### WHAT THE TASK ASKS
Pick out every line in the items below that contains the word "Find" and copy each such line in full, treating uppercase and lowercase letters as different.

### RECORDS PROVIDED
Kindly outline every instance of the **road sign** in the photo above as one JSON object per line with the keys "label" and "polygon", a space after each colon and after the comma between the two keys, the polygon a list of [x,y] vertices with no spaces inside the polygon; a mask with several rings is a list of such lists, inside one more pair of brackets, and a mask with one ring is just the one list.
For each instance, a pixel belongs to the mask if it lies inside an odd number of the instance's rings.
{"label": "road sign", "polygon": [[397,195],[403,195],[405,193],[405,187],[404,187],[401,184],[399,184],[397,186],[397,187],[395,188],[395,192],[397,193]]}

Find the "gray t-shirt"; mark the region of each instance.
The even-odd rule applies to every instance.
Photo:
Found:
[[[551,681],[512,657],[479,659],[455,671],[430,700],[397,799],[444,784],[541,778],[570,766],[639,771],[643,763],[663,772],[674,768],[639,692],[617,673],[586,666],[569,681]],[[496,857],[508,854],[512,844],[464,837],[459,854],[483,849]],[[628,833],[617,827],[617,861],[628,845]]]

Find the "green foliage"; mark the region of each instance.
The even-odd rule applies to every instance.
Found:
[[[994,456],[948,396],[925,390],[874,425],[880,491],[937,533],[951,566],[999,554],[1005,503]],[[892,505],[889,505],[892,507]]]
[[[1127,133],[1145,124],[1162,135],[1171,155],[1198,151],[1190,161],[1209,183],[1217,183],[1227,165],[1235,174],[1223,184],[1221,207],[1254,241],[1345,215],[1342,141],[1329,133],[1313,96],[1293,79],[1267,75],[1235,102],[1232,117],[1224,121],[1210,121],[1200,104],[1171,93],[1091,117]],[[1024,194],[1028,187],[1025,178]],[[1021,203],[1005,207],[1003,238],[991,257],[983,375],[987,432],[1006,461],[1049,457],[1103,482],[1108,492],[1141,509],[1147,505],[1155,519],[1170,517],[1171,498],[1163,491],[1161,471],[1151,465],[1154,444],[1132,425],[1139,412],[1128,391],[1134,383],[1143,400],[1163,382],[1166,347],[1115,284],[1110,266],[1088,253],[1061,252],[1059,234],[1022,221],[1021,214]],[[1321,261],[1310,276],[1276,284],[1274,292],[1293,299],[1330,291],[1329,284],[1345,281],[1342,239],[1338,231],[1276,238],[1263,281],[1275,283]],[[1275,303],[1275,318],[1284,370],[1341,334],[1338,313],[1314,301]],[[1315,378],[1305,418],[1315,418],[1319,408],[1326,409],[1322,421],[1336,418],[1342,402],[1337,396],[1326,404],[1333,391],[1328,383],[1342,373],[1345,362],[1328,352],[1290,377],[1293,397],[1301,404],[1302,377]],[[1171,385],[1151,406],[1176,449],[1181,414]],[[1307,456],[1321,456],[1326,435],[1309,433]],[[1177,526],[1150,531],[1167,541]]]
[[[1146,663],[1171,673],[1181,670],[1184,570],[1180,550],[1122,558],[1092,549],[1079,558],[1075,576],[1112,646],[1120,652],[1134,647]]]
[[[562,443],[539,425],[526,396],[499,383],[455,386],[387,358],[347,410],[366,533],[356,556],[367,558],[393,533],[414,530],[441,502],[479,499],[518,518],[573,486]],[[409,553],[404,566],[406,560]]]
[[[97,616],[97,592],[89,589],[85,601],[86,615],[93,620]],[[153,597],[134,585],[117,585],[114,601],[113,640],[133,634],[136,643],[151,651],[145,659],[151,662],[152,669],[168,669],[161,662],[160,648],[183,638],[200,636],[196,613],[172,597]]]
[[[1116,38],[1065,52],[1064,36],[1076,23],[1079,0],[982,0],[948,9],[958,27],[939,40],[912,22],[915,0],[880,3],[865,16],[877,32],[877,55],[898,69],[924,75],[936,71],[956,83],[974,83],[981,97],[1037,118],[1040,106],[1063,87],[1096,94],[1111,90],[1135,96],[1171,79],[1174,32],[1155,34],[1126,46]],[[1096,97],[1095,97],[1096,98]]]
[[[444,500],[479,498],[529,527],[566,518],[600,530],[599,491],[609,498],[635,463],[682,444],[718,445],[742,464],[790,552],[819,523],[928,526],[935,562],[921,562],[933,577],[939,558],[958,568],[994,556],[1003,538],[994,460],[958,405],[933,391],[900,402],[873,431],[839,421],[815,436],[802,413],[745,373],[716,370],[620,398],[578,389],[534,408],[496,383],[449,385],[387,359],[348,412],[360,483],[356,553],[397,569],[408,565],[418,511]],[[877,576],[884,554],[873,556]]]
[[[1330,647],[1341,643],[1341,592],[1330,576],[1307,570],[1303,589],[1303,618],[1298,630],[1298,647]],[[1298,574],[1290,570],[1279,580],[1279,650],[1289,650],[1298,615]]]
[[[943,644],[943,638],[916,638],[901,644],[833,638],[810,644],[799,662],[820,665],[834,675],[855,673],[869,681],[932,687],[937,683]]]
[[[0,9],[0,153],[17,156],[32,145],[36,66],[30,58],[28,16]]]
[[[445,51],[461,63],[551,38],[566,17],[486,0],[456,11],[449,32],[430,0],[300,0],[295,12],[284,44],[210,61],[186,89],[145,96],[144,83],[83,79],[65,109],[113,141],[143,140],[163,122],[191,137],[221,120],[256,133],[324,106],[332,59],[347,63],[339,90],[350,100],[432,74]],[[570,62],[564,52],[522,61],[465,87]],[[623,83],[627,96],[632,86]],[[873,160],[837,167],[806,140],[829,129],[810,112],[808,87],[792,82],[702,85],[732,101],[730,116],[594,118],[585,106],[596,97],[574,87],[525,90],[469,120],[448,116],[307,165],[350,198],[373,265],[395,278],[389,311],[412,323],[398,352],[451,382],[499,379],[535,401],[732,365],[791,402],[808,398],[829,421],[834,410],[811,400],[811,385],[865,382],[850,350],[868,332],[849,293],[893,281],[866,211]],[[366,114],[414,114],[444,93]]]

### SOLUTION BELOW
Find the "gray t-shirt"; mark the region of each instance.
Find the "green foliage"; mark the region of each instance.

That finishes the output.